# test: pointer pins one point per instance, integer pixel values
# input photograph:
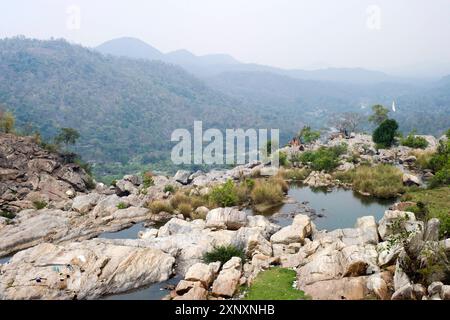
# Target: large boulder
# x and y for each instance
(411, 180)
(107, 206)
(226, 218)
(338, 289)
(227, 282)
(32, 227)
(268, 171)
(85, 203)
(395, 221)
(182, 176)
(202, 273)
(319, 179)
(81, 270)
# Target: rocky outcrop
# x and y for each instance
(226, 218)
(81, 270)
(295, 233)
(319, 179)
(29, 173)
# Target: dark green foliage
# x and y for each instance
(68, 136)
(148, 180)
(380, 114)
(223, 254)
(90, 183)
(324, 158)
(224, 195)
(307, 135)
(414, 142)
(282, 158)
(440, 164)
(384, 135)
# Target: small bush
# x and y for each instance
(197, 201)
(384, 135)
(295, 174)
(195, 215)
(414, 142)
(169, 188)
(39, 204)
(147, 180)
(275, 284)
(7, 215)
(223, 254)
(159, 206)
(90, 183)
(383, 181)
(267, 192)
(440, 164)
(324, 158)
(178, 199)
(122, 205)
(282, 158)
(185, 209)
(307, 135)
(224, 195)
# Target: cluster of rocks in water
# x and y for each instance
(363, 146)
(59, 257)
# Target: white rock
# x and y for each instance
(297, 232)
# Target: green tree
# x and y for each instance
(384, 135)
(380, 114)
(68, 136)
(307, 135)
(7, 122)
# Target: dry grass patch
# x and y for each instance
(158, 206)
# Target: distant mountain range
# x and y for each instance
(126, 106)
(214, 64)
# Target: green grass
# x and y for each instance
• • • •
• _Work to complete_
Retype the lines verbatim, covering the stretch from the line containing "# Target: white rock" through the end of the lines.

• _Task response_
# Target: white rock
# x and y for each instance
(297, 232)
# Target: green tree
# x and y for each instance
(384, 135)
(380, 114)
(68, 136)
(307, 135)
(7, 122)
# Target: dry grass patch
# x and y for each instance
(158, 206)
# Target: distant mountain range
# x and y for each instance
(126, 106)
(214, 64)
# Target: green grass
# x and y for each instance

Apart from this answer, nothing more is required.